##### EXTRAIT FOURNI #####

Rampart, dont le titre renvoie à un rêve effrayant qu’il faisait régulièrement quand il était enfant, superpose deux strates. On y voit des images de l’appartement vide, avec ses murs et ses carrelages nus et son vieux parquet de bois, que Grba Singh filme dans la pénombre et le silence (c’est-à-dire le son que produit le silence quand il est enregistré). Ces images ont le caractère nébuleux d’un rêve, surtout qu'en contrepoint, les vidéos VHS de 1999 sont très ancrées dans le présent, concrètes et immédiates.

Ces dernières montrent une grande famille, très vivante, et c'est généralement le grand père qui tient la caméra, accompagnant les activités du groupe d'un commentaire bien moins redondant que ce qu'on trouve typiquement dans les vidéos amateurs. Il ne se contente pas de décrire ce qu'on a déjà sous les yeux de toutes façons, mais pose plutôt des questions très pertinentes, tout en plaisantant et en réfléchissant sur les situations filmées : la famille jouant au basket dans le jardin, quelques semaines avant le début des bombardements ; le petit Marko en train de jouer avec ses hamsters et le chien ; les derniers moments de la construction d'une cabane, quelques jours seulement avant que des bombes ne se mettent à pleuvoir sur la ville ; le début de l'opération de l'OTAN.

Quand cela se produit, personne ne panique : les adultes envoient les enfants au sous-sol mais ils restent malgré tout raisonnables et calmes, même si dans les yeux de Maman, la peur est nettement identifiable quand elle passe devant la caméra. Le grand-père filme aussi des explosions au loin, de nouveau en fournissant une narration très différente de celle qu'on trouve dans la grande majorité des vidéos amateurs de l’époque – où les gens, la plupart du temps, maudissent ces salauds d’Américains. Intelligent et analytique, il fournit une photographie d’un certain moment d’une période historique particulière et d'une tranche déterminée de la population serbe.

##### INFORMATIONS FOURNIES #####

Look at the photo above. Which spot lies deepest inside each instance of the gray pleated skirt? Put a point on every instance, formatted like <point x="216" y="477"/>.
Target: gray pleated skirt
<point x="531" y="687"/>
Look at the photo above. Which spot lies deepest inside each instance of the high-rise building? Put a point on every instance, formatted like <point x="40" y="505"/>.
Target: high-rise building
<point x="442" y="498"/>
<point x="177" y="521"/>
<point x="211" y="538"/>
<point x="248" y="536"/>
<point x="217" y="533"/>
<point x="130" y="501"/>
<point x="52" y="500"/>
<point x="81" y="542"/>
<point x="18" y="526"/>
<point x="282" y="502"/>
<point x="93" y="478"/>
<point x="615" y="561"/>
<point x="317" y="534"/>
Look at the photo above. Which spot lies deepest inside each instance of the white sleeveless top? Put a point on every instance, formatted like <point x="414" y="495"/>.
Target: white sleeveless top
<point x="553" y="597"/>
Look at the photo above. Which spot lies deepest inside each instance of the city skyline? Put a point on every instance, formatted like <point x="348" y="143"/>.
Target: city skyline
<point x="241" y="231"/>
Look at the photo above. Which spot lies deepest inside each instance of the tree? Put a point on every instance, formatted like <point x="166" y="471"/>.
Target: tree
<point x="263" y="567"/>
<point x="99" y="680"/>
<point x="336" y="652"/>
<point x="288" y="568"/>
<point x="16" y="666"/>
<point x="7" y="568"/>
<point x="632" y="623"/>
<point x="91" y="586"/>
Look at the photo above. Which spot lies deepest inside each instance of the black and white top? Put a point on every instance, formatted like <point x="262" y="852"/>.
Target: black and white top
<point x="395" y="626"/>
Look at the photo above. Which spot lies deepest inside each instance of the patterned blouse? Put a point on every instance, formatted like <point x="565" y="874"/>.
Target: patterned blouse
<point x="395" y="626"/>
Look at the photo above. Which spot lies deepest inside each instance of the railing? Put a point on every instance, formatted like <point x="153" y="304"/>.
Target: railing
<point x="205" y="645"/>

#####

__PROBLÈME POSÉ 1__
Donnez tout ce qui va de « Ces dernières montrent » jusqu'à « l'opération de l'OTAN. » dans l'extrait sur Rampart.
__PROBLÈME POSÉ 2__
Résumez, s'il vous plaît, l'extrait sur Rampart en deux phrases.
__PROBLÈME POSÉ 3__
Reprenez l'extrait sur Rampart là où il s'arrête.
Ces entrées n'interviennent pas dans ce travail.

__RÉSULTAT DE L'EXERCICE 1__
Ces dernières montrent une grande famille, très vivante, et c'est généralement le grand père qui tient la caméra, accompagnant les activités du groupe d'un commentaire bien moins redondant que ce qu'on trouve typiquement dans les vidéos amateurs. Il ne se contente pas de décrire ce qu'on a déjà sous les yeux de toutes façons, mais pose plutôt des questions très pertinentes, tout en plaisantant et en réfléchissant sur les situations filmées : la famille jouant au basket dans le jardin, quelques semaines avant le début des bombardements ; le petit Marko en train de jouer avec ses hamsters et le chien ; les derniers moments de la construction d'une cabane, quelques jours seulement avant que des bombes ne se mettent à pleuvoir sur la ville ; le début de l'opération de l'OTAN.

__RÉSULTAT DE L'EXERCICE 2__
Rampart superpose des images de l'appartement vide, filmées dans la pénombre et le silence et qui ont le caractère nébuleux d'un rêve, et des vidéos VHS de 1999, concrètes et immédiates, où le grand-père filme une grande famille très vivante. Il y commente le quotidien et le début des bombardements en plaisantant et en réfléchissant, d'une manière très différente de la plupart des vidéos amateurs de l'époque, et fournit ainsi une photographie d'un moment historique et d'une tranche de la population serbe.

__RÉSULTAT DE L'EXERCICE 3__
Dans Rampart, Grba Singh adopte l'approche subtile et sophistiquée qui le caractérise pour livrer un film qui traite de thèmes intimes et autobiographiques, ce qui le rend unique par son authenticité, calmement émouvant et superbement exaltant en même temps. Le film comporte un segment presque psychédélique où un paysage urbain belgradois dégradé se mue lentement en décor de jeu vidéo, ramenant au rêve que le réalisateur décrit au moyen d'un carton, au début du film. Ceci donne au documentaire un autre niveau encore qu’il est difficile de nommer, ou même de situer vraiment, mais qui est indéniablement là et flotte dans l’esprit du spectateur un peu comme le réalisateur erre à travers l’appartement, physiquement vide mais plein de vieux souvenirs et de fantômes d’une présence qui reste dans l'air.

Rampart a été produit par la société serbe Nanslafu Films. Les ventes internationales du film sont assurées par l’enseigne portugaise Kino Rebelde.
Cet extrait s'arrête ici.